-- Tasks to perform --
A. From the passage about dignity and aid, reproduce word for word the part that opens with the words containing "I do think though" and closes with "rather than oppose.".
B. Write what comes next in the passage about dignity and aid, picking up after its final sentence.
====== Text section
A post employment society, where everyone has a right to their fraction of mankind’s resources.
Again asking for more clarification on what dignity means.
I do think though things that intuitively seem to me to be similar what you are probably talking about with dignity could be important considerations, though I suspect they are unlikely to be cost competitive with mosquito nets and vaccines if you are making direct benefit calculations.
Perhaps we mean something like: Being respected by your community, and treated with respect by the system as a whole, having direct control over your life and what you do day to day, ie being able to meaningfully choose are important components of the good life that an intervention ideally should support rather than oppose.
At the same time, if I was an individual who both was disrespected by the people around him, and dying of malaria, I’d probably strongly prefer to get anti malarial drugs than respect, so unless the respect is much cheaper to provide than DALY, focusing on DALY probably makes more sense.
I suspect a large part of the value of large direct cash transfers is that it makes the person who receives it, because they have more resources, automatically become more respected in their community, and feel more in control of their own choices. So in that sense we might already be pushing interventions that support dignity.
The dignity of the poor being better protected on a large scale is the sort of thing which would require actual systemic change (possibly opposed to systemic change just being a synonym for ‘boo capitalism’), and we don’t know about robust ways to achieve most types of systemic change which don’t have a high chance of backfiring and causing more problems than they fix.
I do think this is an important thing to think about, and that it is at least plausible if you could improve access to and respect for dignity it could lead to a large improvement in well being, comparable possibly to a large increase in income (though probably not comparable to a substantial increase in life expectancy).
“They’re effectiveness-minded and with $60 billion behind them. 80,000 Hours has already noted that they’ve probably saved over 6 million lives with their vaccine programs alone—given that they’ve spent a relatively small part of their endowment, they must be getting a much better exchange rate than our current best guesses.”
============
====== Data supplied
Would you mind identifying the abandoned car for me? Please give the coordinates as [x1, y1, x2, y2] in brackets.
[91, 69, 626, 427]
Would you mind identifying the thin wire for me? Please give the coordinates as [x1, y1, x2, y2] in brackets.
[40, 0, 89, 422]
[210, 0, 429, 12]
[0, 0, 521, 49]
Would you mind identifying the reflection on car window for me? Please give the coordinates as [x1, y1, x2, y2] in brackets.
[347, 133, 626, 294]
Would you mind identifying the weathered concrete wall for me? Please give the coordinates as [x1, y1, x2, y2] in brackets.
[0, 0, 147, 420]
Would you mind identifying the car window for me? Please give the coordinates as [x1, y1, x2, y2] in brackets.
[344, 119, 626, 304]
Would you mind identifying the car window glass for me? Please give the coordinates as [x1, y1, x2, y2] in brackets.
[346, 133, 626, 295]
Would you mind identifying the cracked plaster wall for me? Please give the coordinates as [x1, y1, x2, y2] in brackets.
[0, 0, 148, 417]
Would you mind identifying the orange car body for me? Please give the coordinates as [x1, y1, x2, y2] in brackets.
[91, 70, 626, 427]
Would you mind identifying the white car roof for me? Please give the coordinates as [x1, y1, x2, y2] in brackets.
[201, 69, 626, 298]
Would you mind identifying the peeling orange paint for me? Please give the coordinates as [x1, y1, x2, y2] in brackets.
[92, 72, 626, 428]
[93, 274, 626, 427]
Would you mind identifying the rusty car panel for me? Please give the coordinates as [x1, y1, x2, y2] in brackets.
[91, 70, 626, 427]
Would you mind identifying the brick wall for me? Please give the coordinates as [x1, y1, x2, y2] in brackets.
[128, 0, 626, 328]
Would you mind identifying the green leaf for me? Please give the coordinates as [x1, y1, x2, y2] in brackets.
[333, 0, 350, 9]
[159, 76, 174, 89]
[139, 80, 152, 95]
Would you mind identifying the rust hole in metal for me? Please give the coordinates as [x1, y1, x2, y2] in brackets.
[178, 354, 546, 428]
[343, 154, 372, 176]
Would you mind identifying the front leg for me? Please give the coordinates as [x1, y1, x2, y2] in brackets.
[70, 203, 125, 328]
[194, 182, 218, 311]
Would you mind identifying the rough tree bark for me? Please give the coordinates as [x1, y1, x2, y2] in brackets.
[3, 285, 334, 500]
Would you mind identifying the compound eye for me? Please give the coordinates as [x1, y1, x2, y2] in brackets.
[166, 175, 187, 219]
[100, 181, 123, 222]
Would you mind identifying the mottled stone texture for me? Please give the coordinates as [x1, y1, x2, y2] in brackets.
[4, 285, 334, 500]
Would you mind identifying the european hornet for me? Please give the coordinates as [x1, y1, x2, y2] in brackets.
============
-- Answers by task --
A.
I do think though things that intuitively seem to me to be similar what you are probably talking about with dignity could be important considerations, though I suspect they are unlikely to be cost competitive with mosquito nets and vaccines if you are making direct benefit calculations.
Perhaps we mean something like: Being respected by your community, and treated with respect by the system as a whole, having direct control over your life and what you do day to day, ie being able to meaningfully choose are important components of the good life that an intervention ideally should support rather than oppose.

B.
What I’ve so far read in this essay is very good, however I’d note the foundation has spent almost 30 billion, a large fraction of it on vaccines (I can’t find how much with a simple search). The numbers suggest the cost per life saved is in the 1-2k range, or at least the high three digits. Which is in the same range as the AMF estimates.
“First, the approach of multiplying many parameter intervals with an upper bound at one, but no corresponding lower bound, predisposes the resulting distribution of the number of alien civilisations to exhibit a very long negative tail, which drives the reported result.”
I sort of thought this was the logical structure underlying why the paradox was dissolved—specifically that given what we know, it is totally plausible that one of the factors has a really, really low value.
There only is a paradox if we can be confindentally lower bound all of the parameters in the equation. But if given what we know there is nothing weird (ie the odds of it happening are at least 1/1000) about one of the parameters being sufficiently close to zero to make a nothing else in the visible universe likely, then we should not be surprised that we are living in such a world.
Or alternatively the description I once saw of the paper, that if god throws dice a bunch of times in creating the universe, it isn’t surprising that one of the rolls came up one.
What would actually resurrect the paradox is if we could actually create lower bounds for more of the parameters, rather than simply pointing out that there isn’t very good evidence that the probability is really, really low for any given one of them—which of course there isn’t.